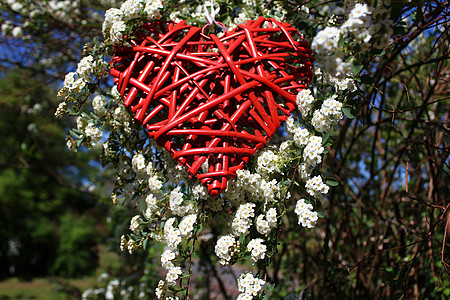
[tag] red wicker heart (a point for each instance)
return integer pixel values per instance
(213, 99)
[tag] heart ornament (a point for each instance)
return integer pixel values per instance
(212, 100)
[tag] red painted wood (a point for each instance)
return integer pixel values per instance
(213, 99)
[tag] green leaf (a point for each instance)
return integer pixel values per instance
(347, 111)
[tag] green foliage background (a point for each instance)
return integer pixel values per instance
(384, 234)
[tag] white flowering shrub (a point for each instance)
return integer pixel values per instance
(283, 181)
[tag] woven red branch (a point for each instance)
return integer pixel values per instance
(211, 99)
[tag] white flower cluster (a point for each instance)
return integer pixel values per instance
(316, 187)
(304, 101)
(115, 24)
(135, 223)
(358, 24)
(312, 154)
(249, 286)
(306, 217)
(225, 248)
(265, 223)
(99, 105)
(242, 219)
(328, 115)
(152, 207)
(328, 55)
(257, 188)
(90, 130)
(257, 249)
(267, 163)
(176, 203)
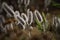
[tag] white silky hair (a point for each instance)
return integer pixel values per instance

### Exercise prompt
Can you rewrite everything from the line containing "[tag] heart ornament" down to the end of the rows, putting "pixel coordinates" in place of "pixel values" and changing nothing else? Leave the picture lines out of your answer.

### Result
[tag] heart ornament (a point for each instance)
return integer pixel coordinates per instance
(212, 100)
[tag] red painted wood (a point for each instance)
return integer pixel coordinates per instance
(213, 99)
[tag] green leaf (a point for each instance)
return integer pixel coordinates per instance
(347, 111)
[tag] green foliage background (a point for each instance)
return integer pixel coordinates per instance
(384, 234)
[tag] white flowering shrub (a point for each instance)
return integer pixel coordinates per instance
(283, 181)
[tag] woven red branch (a point for each instance)
return integer pixel coordinates per instance
(211, 99)
[tag] white flower cluster (a point for each instance)
return integer pixel coordinates per instance
(316, 187)
(304, 101)
(115, 24)
(135, 223)
(358, 24)
(312, 154)
(249, 286)
(306, 217)
(225, 248)
(265, 223)
(99, 105)
(242, 219)
(328, 115)
(152, 207)
(328, 55)
(257, 188)
(90, 130)
(257, 249)
(267, 163)
(176, 203)
[tag] white silky hair (a point for each instance)
return integer pixel coordinates per instance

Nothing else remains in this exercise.